_The data_:
......

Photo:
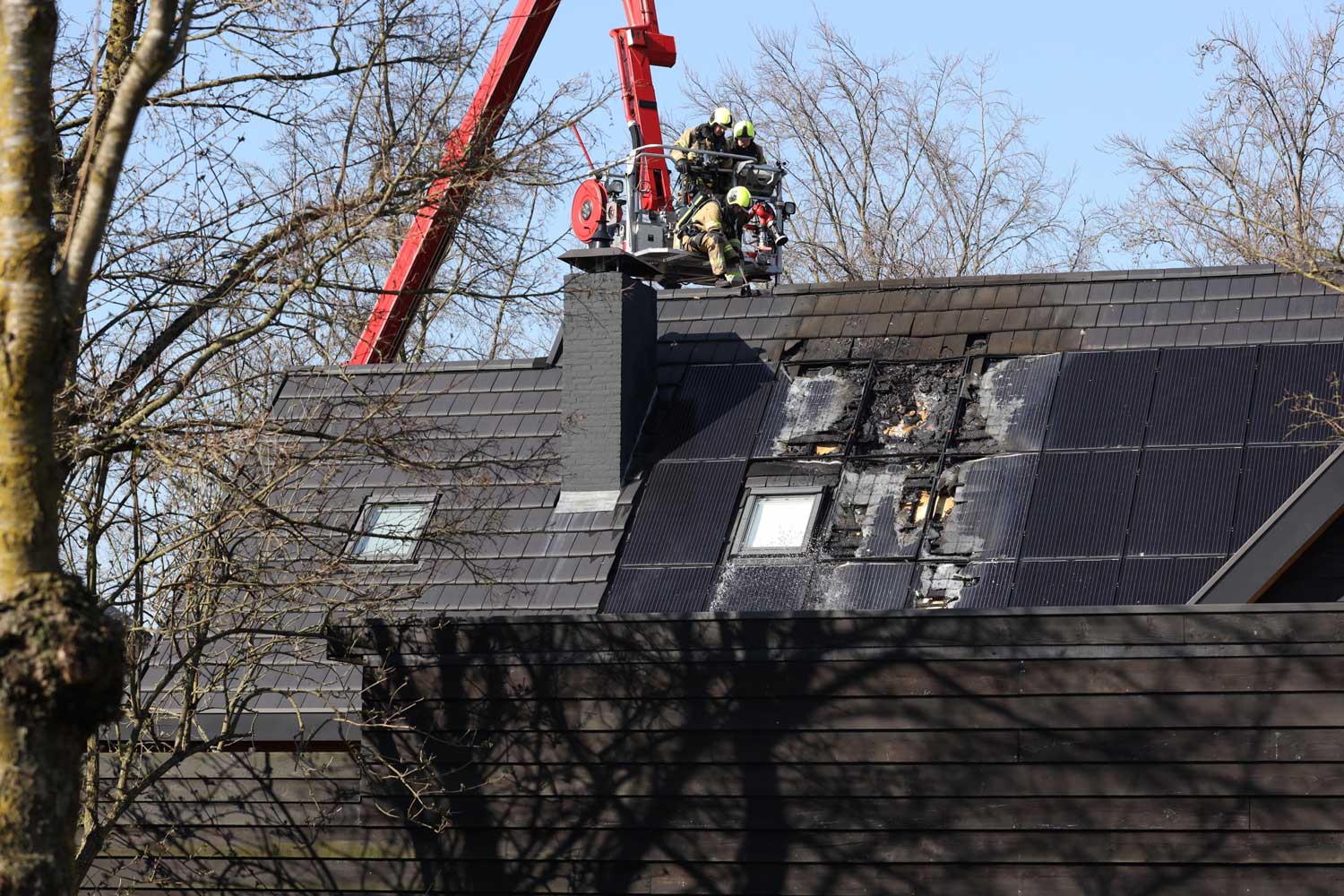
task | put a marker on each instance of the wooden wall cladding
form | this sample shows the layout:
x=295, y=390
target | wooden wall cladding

......

_Short problem_: Rewrite the lines of the entries above as a numbered list, skipping any blank lines. Leave the pictures out of your answer.

_Response to the exercise_:
1. Photo:
2. task | put a marker on each instance of the wooden wall cladding
3. form | this sample shows the layout:
4. x=295, y=390
5. target | wooden wall cladding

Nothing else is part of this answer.